→ **Exercise task**: Write out each of the rows below word for word, keeping every line unchanged.

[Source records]
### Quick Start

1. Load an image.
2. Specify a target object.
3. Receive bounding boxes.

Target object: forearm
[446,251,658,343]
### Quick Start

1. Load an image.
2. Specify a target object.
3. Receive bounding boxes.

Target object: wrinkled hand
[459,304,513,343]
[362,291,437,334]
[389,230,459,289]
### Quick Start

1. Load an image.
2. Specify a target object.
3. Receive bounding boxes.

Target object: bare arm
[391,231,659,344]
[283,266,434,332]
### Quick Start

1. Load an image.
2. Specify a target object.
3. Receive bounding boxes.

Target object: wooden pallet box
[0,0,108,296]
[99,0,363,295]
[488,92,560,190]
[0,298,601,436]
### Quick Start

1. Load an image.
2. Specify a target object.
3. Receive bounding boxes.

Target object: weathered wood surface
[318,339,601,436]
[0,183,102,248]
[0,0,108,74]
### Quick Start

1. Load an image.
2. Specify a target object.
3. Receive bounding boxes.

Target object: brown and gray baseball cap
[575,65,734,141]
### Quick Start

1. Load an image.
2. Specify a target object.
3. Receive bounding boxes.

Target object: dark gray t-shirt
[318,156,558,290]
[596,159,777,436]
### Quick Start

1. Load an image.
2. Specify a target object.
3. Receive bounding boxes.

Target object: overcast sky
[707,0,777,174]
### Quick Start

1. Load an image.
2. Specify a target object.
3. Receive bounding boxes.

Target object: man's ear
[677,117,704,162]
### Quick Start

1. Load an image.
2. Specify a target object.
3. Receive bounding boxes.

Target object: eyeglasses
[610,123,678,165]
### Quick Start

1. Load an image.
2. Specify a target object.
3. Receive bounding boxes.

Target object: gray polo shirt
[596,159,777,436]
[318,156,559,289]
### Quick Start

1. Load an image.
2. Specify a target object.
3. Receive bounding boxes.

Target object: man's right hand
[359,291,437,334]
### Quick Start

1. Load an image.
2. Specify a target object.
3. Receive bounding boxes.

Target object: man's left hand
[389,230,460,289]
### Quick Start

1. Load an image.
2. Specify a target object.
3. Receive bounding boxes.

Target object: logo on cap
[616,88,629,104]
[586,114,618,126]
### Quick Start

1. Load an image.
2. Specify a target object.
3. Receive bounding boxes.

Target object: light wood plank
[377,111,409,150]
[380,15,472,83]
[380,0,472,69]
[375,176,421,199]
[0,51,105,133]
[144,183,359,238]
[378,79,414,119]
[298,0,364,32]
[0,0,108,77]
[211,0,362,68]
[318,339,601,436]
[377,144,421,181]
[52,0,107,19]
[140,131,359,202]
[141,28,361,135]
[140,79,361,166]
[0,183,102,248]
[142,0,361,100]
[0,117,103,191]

→ **Task solution**:
### Quick Start

1. Load an image.
2. Specify a target object.
3. Receive bounding boxes.

Target object: forearm
[446,251,658,343]
### Quick Start

1. Load an image.
2. Specify a target object.
3. Receive bounding boxes.

Target object: wrinkled hand
[459,304,513,343]
[362,291,437,334]
[389,230,459,289]
### Quick Start

1. Load an image.
2. Specify a target object.
3. Receive bounding boxes.

Target object: bare arm
[391,231,659,344]
[283,266,434,332]
### Quick Start

1. Load an image.
2. Specify a target object.
3. Receive bounding boxes.

Target object: wooden pallet box
[0,0,108,296]
[99,0,363,295]
[488,92,560,190]
[0,298,601,436]
### Quick Start

1. Load an image.
2. Specify a target object.
3. Receive bounding boxes.

Target object: weathered wood surface
[318,339,601,436]
[0,183,102,248]
[0,0,108,74]
### Quick Start

1. Load an image.
2. Specify a target object.
3. Receive bounding boxes.

Target object: brown and gray baseball cap
[575,65,734,141]
### Quick Start

1. Load an image.
2. Specify a target object.
3. Receive bounding boxes.

Target object: dark gray t-shirt
[318,156,558,290]
[596,159,777,436]
### Quick Start

1. Load an image.
2. Specify a target object.
3. Receive bounding boxes.

Target object: overcast sky
[707,0,777,174]
### Quick Start

1. Load an image.
2. Specify a target object.
3. Receive bounding boxes.

Target object: man's ear
[677,117,704,162]
### Quick Start

1. Load an image.
2. Specify a target object.
3. Receive bounding boxes.

Target object: eyeglasses
[610,123,678,165]
### Quick Start

1. Load an image.
2. Specify a target object.
3. Receive bounding boxes.

Target object: gray polo shirt
[596,159,777,436]
[318,156,559,289]
### Quick Start

1. Load an image.
2. Specify a target object.
3. Receive bounding boxes.

Target object: man's right hand
[359,291,437,334]
### Quick Start

1. Load an image.
2. Specify a target object.
3. Receive bounding boxes.

Target object: man's left hand
[389,230,460,289]
### Quick Start

1. Load an image.
2. Specify a target object.
3. Receive bounding boxes.

Target object: logo on cap
[616,88,629,104]
[586,114,618,126]
### Quick Start

1. Load an image.
2. Specify a target object.
3. Receive bounding boxes.

Target object: light wood plank
[377,111,409,150]
[380,15,472,83]
[380,0,472,69]
[375,176,421,199]
[0,51,105,133]
[144,183,359,238]
[378,79,414,119]
[298,0,364,32]
[0,0,108,77]
[211,0,362,68]
[318,339,601,436]
[377,144,421,181]
[52,0,107,19]
[140,131,359,202]
[141,28,361,135]
[140,79,361,166]
[0,183,102,248]
[142,0,361,100]
[0,117,103,191]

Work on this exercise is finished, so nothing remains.